- **SOURCE EXCERPT**

Yet hope is not just feeling or striving, according to Macquarrie (1978:11) it has a cognitive or intellectual aspect. ‘[I]t carries in itself a definite way of understanding both ourselves and the environing processes within which human life has its setting’  This provides us with a language to help make sense of things and to imagine change for the better – a ‘vocabulary of hope’. It helps us to critique the world as it is and our part in it, and not to just imagine change but also to plan it (Moltman 1967, 1971). It also allows us, and others, to ask questions of our hopes, to request evidence for our claims.

Education – being respectful, informed and wise

Education is wrapped up with who we are as learners and facilitators of learning – and how we are experienced by learners. In order to think about this it is helpful to look back at a basic distinction made by Erich Fromm (1979), amongst others, between having and being. Fromm approaches these as fundamental modes of existence. He saw them as two different ways of understanding ourselves and the world in which we live.
Having is concerned with owning, possessing and controlling. In it we want to ‘make everybody and everything’, including ourselves, our property (Fromm 1979: 33). It looks to objects and material possessions.

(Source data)
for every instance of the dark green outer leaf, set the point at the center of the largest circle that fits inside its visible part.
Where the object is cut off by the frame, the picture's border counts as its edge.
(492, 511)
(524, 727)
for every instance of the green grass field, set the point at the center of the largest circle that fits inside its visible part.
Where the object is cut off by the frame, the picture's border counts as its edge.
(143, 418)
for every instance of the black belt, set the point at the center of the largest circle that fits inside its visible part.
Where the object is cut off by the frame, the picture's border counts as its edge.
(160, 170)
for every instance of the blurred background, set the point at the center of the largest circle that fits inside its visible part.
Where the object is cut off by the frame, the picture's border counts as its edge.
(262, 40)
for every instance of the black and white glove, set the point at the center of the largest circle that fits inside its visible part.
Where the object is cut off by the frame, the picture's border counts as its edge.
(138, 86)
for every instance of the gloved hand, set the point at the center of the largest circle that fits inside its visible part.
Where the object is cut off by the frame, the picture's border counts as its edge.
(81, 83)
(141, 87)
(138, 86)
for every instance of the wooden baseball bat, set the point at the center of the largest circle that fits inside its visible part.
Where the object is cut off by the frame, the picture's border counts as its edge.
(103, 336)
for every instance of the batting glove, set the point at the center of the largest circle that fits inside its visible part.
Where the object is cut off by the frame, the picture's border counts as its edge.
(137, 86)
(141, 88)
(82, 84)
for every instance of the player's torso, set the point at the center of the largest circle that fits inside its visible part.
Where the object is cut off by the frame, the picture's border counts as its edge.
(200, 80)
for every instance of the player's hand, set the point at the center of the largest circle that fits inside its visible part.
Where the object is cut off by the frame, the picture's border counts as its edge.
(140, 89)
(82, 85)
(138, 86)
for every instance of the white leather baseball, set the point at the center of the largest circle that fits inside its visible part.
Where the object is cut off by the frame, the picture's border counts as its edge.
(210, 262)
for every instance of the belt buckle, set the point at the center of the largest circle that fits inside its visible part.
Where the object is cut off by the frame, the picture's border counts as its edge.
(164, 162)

- **REQUIRED TASKS**
**a)** Retype the part of the passage on hope and education that runs from "Education – being" to "which we live.".
**b)** In the passage on hope and education, what is the mode of having said to be concerned with?
**c)** Carry on the passage on hope and education from the point where it stops.
The source data has no connection to the passage on hope and education.

- **TASK-BY-TASK ANSWERS**
**a)**
Education – being respectful, informed and wise

Education is wrapped up with who we are as learners and facilitators of learning – and how we are experienced by learners. In order to think about this it is helpful to look back at a basic distinction made by Erich Fromm (1979), amongst others, between having and being. Fromm approaches these as fundamental modes of existence. He saw them as two different ways of understanding ourselves and the world in which we live.

**b)** Owning, possessing and controlling.

**c)**
Being is rooted in love according to Fromm. It is concerned with shared experience and productive activity. Rather than seeking to possess and control, in this mode we engage with the world. We do not impose ourselves on others nor ‘interfere’ in their lives (see Smith and Smith 2008: 16-17).
These different orientations involve contrasting approaches to learning.
Students in the having mode must have but one aim; to hold onto what they have ‘learned’, either by entrusting it firmly to their memories or by carefully guarding their notes. They do not have to produce or create something new…. The process of learning has an entirely different quality for students in the being mode… Instead of being passive receptacles of words and ideas, they listen, they hear, and most important, they receive and they respond in an active, productive way. (Fromm 1979: 37-38)
In many ways this difference mirrors that between education and schooling. Schooling entails transmitting knowledge in manageable lumps so it can be stored and then used so that students can pass tests and have qualifications. Education involves engaging with others and the world. It entails being with others in a particular way. Here I want to explore three aspects – being respectful, informed and wise.

Being respectful

The process of education flows from a basic orientation of respect – respect for truth, others and themselves, and the world. It is an attitude or feeling which is carried through into concrete action, into the way we treat people, for example. Respect, as R. S. Dillon (2014) has reminded us, is derived from the Latin respicere, meaning ‘to look back at’ or ‘to look again’ at something. In other words, when we respect something we value it enough to make it our focus and to try to see it for what it is, rather than what we might want it to be. It is so important that it calls for our recognition and our regard – and we choose to respond.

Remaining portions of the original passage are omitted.